**Exercise aim:** Write each entry out again, exactly as it is written.
↓↓↓
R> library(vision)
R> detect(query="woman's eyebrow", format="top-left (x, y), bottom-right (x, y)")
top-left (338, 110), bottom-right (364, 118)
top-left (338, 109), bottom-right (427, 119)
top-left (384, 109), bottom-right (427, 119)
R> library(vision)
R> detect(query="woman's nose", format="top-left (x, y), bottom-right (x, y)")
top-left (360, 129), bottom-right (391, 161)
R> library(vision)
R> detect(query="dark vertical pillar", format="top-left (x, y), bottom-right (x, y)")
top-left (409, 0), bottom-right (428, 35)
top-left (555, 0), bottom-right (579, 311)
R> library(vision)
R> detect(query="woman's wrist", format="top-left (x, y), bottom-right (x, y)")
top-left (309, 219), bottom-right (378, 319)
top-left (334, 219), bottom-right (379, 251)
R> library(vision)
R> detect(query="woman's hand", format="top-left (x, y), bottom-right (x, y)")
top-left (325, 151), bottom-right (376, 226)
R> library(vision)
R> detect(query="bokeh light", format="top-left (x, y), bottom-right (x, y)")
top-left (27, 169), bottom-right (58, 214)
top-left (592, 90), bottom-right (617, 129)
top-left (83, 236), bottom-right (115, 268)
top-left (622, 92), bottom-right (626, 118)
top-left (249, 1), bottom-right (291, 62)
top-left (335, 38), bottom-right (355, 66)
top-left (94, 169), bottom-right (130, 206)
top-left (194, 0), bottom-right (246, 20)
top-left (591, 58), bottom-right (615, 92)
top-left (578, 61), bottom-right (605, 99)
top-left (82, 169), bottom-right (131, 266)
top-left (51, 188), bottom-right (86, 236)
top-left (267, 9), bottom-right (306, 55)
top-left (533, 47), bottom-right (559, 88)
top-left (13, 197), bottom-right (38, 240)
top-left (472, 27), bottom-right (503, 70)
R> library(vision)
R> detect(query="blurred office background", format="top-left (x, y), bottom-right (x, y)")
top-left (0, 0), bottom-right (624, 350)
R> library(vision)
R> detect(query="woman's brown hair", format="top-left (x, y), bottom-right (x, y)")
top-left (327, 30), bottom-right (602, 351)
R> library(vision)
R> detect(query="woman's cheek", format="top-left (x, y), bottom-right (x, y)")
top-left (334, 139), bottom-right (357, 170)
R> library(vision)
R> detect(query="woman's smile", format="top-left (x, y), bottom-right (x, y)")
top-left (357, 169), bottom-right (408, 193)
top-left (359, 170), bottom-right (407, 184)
↑↑↑
**Output:**
R> library(vision)
R> detect(query="woman's eyebrow", format="top-left (x, y), bottom-right (x, y)")
top-left (338, 110), bottom-right (364, 118)
top-left (338, 109), bottom-right (427, 119)
top-left (384, 109), bottom-right (427, 119)
R> library(vision)
R> detect(query="woman's nose", format="top-left (x, y), bottom-right (x, y)")
top-left (360, 129), bottom-right (391, 161)
R> library(vision)
R> detect(query="dark vertical pillar", format="top-left (x, y), bottom-right (x, y)")
top-left (409, 0), bottom-right (428, 35)
top-left (555, 0), bottom-right (579, 311)
R> library(vision)
R> detect(query="woman's wrist", format="top-left (x, y), bottom-right (x, y)")
top-left (309, 219), bottom-right (378, 319)
top-left (334, 219), bottom-right (379, 251)
R> library(vision)
R> detect(query="woman's hand", format="top-left (x, y), bottom-right (x, y)")
top-left (325, 151), bottom-right (376, 226)
R> library(vision)
R> detect(query="bokeh light", format="top-left (x, y), bottom-right (x, y)")
top-left (27, 169), bottom-right (58, 214)
top-left (592, 90), bottom-right (617, 129)
top-left (83, 236), bottom-right (115, 268)
top-left (622, 92), bottom-right (626, 118)
top-left (249, 1), bottom-right (291, 62)
top-left (335, 38), bottom-right (355, 66)
top-left (94, 169), bottom-right (130, 206)
top-left (194, 0), bottom-right (246, 20)
top-left (591, 58), bottom-right (615, 92)
top-left (578, 61), bottom-right (605, 99)
top-left (82, 169), bottom-right (131, 266)
top-left (51, 188), bottom-right (86, 236)
top-left (267, 9), bottom-right (306, 55)
top-left (533, 47), bottom-right (559, 88)
top-left (13, 197), bottom-right (38, 240)
top-left (472, 27), bottom-right (503, 70)
R> library(vision)
R> detect(query="blurred office background", format="top-left (x, y), bottom-right (x, y)")
top-left (0, 0), bottom-right (624, 350)
R> library(vision)
R> detect(query="woman's brown hair", format="top-left (x, y), bottom-right (x, y)")
top-left (327, 30), bottom-right (602, 351)
R> library(vision)
R> detect(query="woman's cheek", format="top-left (x, y), bottom-right (x, y)")
top-left (334, 139), bottom-right (357, 170)
R> library(vision)
R> detect(query="woman's smile", format="top-left (x, y), bottom-right (x, y)")
top-left (357, 169), bottom-right (408, 193)
top-left (359, 170), bottom-right (407, 184)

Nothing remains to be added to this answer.